Required task: Arrange the records below as a two-column CSV with the headers input and output, one row per record. Put each record's text and its answer in a single quoted field apiece, with every line break replaced by a space.

Available records:
::::::::

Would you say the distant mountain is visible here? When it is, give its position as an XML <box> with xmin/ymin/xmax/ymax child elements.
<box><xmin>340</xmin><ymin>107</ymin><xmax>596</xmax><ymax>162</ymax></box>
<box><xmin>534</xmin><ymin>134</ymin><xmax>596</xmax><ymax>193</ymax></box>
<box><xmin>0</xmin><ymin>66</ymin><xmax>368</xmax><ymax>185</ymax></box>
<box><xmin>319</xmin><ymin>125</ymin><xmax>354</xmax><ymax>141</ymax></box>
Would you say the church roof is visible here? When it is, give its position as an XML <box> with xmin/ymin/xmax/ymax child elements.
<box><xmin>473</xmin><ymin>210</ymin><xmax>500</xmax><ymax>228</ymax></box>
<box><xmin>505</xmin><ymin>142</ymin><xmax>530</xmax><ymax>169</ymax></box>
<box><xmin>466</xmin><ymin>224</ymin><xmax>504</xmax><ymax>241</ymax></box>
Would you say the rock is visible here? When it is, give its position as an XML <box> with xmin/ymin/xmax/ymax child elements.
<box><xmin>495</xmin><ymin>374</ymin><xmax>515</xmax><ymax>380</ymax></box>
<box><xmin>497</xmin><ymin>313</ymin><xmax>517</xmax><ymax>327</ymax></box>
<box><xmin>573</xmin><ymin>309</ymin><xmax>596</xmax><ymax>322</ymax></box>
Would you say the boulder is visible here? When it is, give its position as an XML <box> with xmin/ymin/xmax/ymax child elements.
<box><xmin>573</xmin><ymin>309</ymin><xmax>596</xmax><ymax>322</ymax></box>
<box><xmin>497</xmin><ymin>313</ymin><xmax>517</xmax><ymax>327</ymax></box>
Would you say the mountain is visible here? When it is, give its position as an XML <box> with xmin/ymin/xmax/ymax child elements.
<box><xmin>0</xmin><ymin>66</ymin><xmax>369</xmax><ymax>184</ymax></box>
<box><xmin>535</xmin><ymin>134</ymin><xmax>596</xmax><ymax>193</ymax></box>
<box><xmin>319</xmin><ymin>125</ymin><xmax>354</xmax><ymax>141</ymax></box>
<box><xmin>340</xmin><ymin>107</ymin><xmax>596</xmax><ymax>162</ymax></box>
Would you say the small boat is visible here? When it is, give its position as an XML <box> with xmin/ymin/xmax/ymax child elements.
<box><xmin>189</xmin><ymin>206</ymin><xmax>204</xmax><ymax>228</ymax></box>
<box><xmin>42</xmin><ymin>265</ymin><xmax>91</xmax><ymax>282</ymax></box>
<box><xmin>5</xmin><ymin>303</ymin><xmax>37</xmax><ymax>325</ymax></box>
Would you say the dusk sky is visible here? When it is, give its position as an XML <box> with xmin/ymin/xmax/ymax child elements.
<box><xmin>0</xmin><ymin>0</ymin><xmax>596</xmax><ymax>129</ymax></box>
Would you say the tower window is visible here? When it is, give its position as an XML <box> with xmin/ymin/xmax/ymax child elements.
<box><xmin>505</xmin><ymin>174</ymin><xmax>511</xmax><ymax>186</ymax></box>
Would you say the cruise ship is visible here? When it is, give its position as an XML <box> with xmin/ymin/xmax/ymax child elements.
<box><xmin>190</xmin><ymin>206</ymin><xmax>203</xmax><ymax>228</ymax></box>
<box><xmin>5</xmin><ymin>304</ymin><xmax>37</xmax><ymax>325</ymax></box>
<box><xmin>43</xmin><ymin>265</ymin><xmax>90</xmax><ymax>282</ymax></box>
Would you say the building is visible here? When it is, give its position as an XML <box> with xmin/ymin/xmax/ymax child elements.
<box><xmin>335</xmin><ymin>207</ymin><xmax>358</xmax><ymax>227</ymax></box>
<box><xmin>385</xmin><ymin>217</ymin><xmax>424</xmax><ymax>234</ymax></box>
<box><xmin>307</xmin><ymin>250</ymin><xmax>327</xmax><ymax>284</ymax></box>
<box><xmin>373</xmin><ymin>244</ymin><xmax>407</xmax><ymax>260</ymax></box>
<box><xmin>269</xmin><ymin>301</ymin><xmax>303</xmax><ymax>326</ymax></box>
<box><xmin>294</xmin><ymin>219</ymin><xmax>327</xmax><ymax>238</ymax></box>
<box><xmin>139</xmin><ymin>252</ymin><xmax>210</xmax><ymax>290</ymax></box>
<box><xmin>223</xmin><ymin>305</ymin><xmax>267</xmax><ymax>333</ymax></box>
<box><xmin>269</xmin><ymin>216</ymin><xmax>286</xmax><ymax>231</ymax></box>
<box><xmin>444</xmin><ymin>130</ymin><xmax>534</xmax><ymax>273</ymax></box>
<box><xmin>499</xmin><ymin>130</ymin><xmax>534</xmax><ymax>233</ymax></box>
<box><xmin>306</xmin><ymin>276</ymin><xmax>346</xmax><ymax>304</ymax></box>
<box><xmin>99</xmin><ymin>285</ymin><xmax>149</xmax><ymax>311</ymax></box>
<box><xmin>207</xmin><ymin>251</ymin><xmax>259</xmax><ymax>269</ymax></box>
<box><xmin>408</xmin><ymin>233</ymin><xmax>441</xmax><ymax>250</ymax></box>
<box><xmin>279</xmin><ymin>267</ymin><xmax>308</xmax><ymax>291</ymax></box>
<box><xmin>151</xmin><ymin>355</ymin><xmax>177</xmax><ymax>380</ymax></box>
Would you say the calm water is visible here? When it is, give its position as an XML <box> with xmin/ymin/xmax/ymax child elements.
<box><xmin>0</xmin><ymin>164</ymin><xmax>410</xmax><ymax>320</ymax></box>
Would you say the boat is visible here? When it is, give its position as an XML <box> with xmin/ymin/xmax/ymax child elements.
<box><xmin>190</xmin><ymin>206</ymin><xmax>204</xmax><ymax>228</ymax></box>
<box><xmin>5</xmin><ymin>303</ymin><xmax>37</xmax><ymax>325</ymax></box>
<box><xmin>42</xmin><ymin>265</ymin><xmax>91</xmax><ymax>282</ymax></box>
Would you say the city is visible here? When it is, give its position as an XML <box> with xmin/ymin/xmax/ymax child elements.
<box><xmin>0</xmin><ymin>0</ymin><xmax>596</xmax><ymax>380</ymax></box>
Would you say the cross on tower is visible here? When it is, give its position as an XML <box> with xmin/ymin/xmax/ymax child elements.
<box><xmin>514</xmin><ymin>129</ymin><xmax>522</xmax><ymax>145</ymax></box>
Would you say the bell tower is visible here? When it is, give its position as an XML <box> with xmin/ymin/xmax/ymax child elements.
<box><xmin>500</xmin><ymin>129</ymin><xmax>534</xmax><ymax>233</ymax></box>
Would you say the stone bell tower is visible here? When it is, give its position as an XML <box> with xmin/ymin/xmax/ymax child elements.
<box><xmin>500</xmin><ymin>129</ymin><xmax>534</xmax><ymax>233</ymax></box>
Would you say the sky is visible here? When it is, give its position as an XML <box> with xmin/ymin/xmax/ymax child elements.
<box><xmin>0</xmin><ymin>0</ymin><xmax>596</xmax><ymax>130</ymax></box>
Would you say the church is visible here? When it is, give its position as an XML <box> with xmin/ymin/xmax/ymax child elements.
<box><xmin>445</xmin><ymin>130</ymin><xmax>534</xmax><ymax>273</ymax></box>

::::::::

Problem solution:
input,output
"Would you say the distant mountain is visible here? When it is, give its position as an XML <box> with xmin/ymin/xmax/ymax child elements.","<box><xmin>340</xmin><ymin>107</ymin><xmax>596</xmax><ymax>162</ymax></box> <box><xmin>534</xmin><ymin>134</ymin><xmax>596</xmax><ymax>193</ymax></box> <box><xmin>0</xmin><ymin>66</ymin><xmax>368</xmax><ymax>185</ymax></box> <box><xmin>319</xmin><ymin>125</ymin><xmax>354</xmax><ymax>141</ymax></box>"
"Would you say the church roof is visible here? When it is, give its position as an XML <box> with xmin/ymin/xmax/ymax child elements.","<box><xmin>473</xmin><ymin>210</ymin><xmax>500</xmax><ymax>228</ymax></box> <box><xmin>505</xmin><ymin>142</ymin><xmax>530</xmax><ymax>169</ymax></box> <box><xmin>466</xmin><ymin>224</ymin><xmax>504</xmax><ymax>241</ymax></box>"
"Would you say the rock is visible here? When it is, give its position as an XML <box> with xmin/ymin/xmax/ymax child elements.","<box><xmin>495</xmin><ymin>374</ymin><xmax>515</xmax><ymax>380</ymax></box> <box><xmin>497</xmin><ymin>313</ymin><xmax>517</xmax><ymax>327</ymax></box> <box><xmin>573</xmin><ymin>309</ymin><xmax>596</xmax><ymax>322</ymax></box>"
"Would you say the boulder is visible here? When it is, give its position as an XML <box> with xmin/ymin/xmax/ymax child elements.","<box><xmin>573</xmin><ymin>309</ymin><xmax>596</xmax><ymax>322</ymax></box> <box><xmin>497</xmin><ymin>313</ymin><xmax>517</xmax><ymax>327</ymax></box>"
"Would you say the mountain is visible here? When it is, give its position as an XML <box> with xmin/ymin/xmax/ymax child elements.","<box><xmin>0</xmin><ymin>66</ymin><xmax>369</xmax><ymax>184</ymax></box> <box><xmin>535</xmin><ymin>134</ymin><xmax>596</xmax><ymax>193</ymax></box> <box><xmin>319</xmin><ymin>125</ymin><xmax>354</xmax><ymax>141</ymax></box> <box><xmin>340</xmin><ymin>107</ymin><xmax>596</xmax><ymax>162</ymax></box>"
"Would you say the small boat is visible here? When it is, give its position as an XML <box> with xmin/ymin/xmax/ymax child elements.","<box><xmin>189</xmin><ymin>206</ymin><xmax>204</xmax><ymax>228</ymax></box> <box><xmin>42</xmin><ymin>265</ymin><xmax>91</xmax><ymax>282</ymax></box> <box><xmin>5</xmin><ymin>303</ymin><xmax>37</xmax><ymax>325</ymax></box>"
"Would you say the dusk sky is visible here? When it is, give its position as an XML <box> with xmin/ymin/xmax/ymax child elements.","<box><xmin>0</xmin><ymin>0</ymin><xmax>596</xmax><ymax>129</ymax></box>"
"Would you say the tower window is visible here? When it is, give its position as an XML <box> with xmin/ymin/xmax/ymax child elements.","<box><xmin>505</xmin><ymin>174</ymin><xmax>511</xmax><ymax>186</ymax></box>"
"Would you say the cruise ship is visible here? When it is, give its position as an XML <box> with xmin/ymin/xmax/ymax child elements.","<box><xmin>190</xmin><ymin>206</ymin><xmax>203</xmax><ymax>228</ymax></box> <box><xmin>5</xmin><ymin>304</ymin><xmax>37</xmax><ymax>325</ymax></box> <box><xmin>43</xmin><ymin>265</ymin><xmax>90</xmax><ymax>282</ymax></box>"
"Would you say the building is visible here? When it is, give its position as an XML <box> with xmin/ymin/xmax/ymax child elements.","<box><xmin>335</xmin><ymin>207</ymin><xmax>358</xmax><ymax>227</ymax></box> <box><xmin>385</xmin><ymin>217</ymin><xmax>424</xmax><ymax>234</ymax></box> <box><xmin>307</xmin><ymin>250</ymin><xmax>327</xmax><ymax>284</ymax></box> <box><xmin>373</xmin><ymin>244</ymin><xmax>407</xmax><ymax>260</ymax></box> <box><xmin>269</xmin><ymin>301</ymin><xmax>303</xmax><ymax>326</ymax></box> <box><xmin>294</xmin><ymin>219</ymin><xmax>327</xmax><ymax>238</ymax></box> <box><xmin>139</xmin><ymin>252</ymin><xmax>210</xmax><ymax>290</ymax></box> <box><xmin>223</xmin><ymin>305</ymin><xmax>267</xmax><ymax>333</ymax></box> <box><xmin>269</xmin><ymin>216</ymin><xmax>286</xmax><ymax>231</ymax></box> <box><xmin>444</xmin><ymin>130</ymin><xmax>534</xmax><ymax>273</ymax></box> <box><xmin>499</xmin><ymin>130</ymin><xmax>534</xmax><ymax>233</ymax></box> <box><xmin>306</xmin><ymin>276</ymin><xmax>346</xmax><ymax>304</ymax></box> <box><xmin>99</xmin><ymin>285</ymin><xmax>149</xmax><ymax>311</ymax></box> <box><xmin>207</xmin><ymin>251</ymin><xmax>259</xmax><ymax>269</ymax></box> <box><xmin>408</xmin><ymin>233</ymin><xmax>441</xmax><ymax>250</ymax></box> <box><xmin>279</xmin><ymin>267</ymin><xmax>308</xmax><ymax>291</ymax></box> <box><xmin>151</xmin><ymin>355</ymin><xmax>177</xmax><ymax>380</ymax></box>"
"Would you say the calm water is visible here? When it is, give its position as an XML <box> with xmin/ymin/xmax/ymax child elements.","<box><xmin>0</xmin><ymin>164</ymin><xmax>410</xmax><ymax>320</ymax></box>"
"Would you say the boat is visible here? When it is, give its position as an XML <box> with xmin/ymin/xmax/ymax child elements.","<box><xmin>190</xmin><ymin>206</ymin><xmax>204</xmax><ymax>228</ymax></box> <box><xmin>5</xmin><ymin>303</ymin><xmax>37</xmax><ymax>325</ymax></box> <box><xmin>42</xmin><ymin>265</ymin><xmax>91</xmax><ymax>282</ymax></box>"
"Would you say the city is visible here? When it is, give its position as an XML <box> with xmin/ymin/xmax/ymax child elements.","<box><xmin>0</xmin><ymin>0</ymin><xmax>596</xmax><ymax>380</ymax></box>"
"Would you say the cross on tower is visible here? When it is, give its position as an XML <box> with xmin/ymin/xmax/ymax child elements.","<box><xmin>514</xmin><ymin>129</ymin><xmax>522</xmax><ymax>145</ymax></box>"
"Would you say the bell tower is visible here? When it is, give its position as an XML <box> with xmin/ymin/xmax/ymax child elements.","<box><xmin>500</xmin><ymin>129</ymin><xmax>534</xmax><ymax>233</ymax></box>"
"Would you say the stone bell tower is visible here? When it is, give its position as an XML <box> with xmin/ymin/xmax/ymax child elements.","<box><xmin>500</xmin><ymin>129</ymin><xmax>534</xmax><ymax>233</ymax></box>"
"Would you say the sky is visible here? When it is, give its position as an XML <box> with xmin/ymin/xmax/ymax child elements.","<box><xmin>0</xmin><ymin>0</ymin><xmax>596</xmax><ymax>130</ymax></box>"
"Would you say the church is visible here? When it is, give its position as an XML <box> with xmin/ymin/xmax/ymax child elements.","<box><xmin>445</xmin><ymin>130</ymin><xmax>534</xmax><ymax>273</ymax></box>"